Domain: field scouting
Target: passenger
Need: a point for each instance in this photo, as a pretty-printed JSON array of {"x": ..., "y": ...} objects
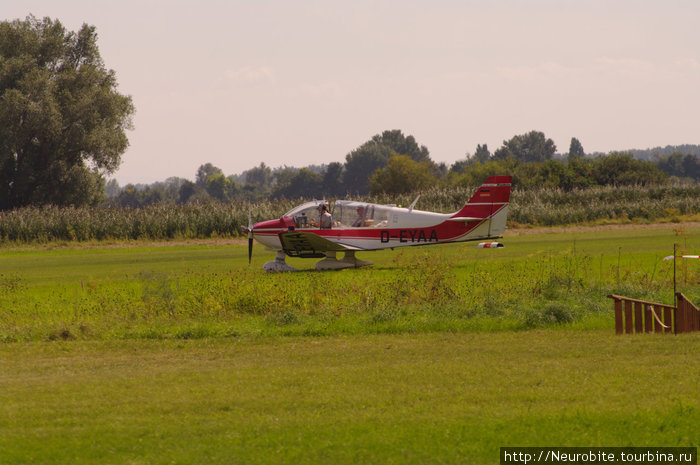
[
  {"x": 326, "y": 220},
  {"x": 359, "y": 221}
]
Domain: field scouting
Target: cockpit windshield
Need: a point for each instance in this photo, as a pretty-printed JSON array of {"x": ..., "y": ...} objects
[
  {"x": 345, "y": 214},
  {"x": 353, "y": 214},
  {"x": 306, "y": 215}
]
----------------------------------------
目標: 上のデータの全行を依頼文も含めて書き直し、回答にある座標値はすべて2.3倍して四捨五入で整数にしてください(0.5は切り上げ)。画像は回答に含めないでください。

解答:
Domain: field scouting
Target: passenger
Need: a point for each instance in this photo, as a pretty-printed JSON array of {"x": ..., "y": ...} objects
[
  {"x": 750, "y": 506},
  {"x": 826, "y": 508}
]
Domain: field scouting
Target: cockpit windshield
Need: a point for each instance in this photo, as a pretty-printed JSON array of {"x": ..., "y": ...} objects
[
  {"x": 794, "y": 492},
  {"x": 812, "y": 492},
  {"x": 704, "y": 495}
]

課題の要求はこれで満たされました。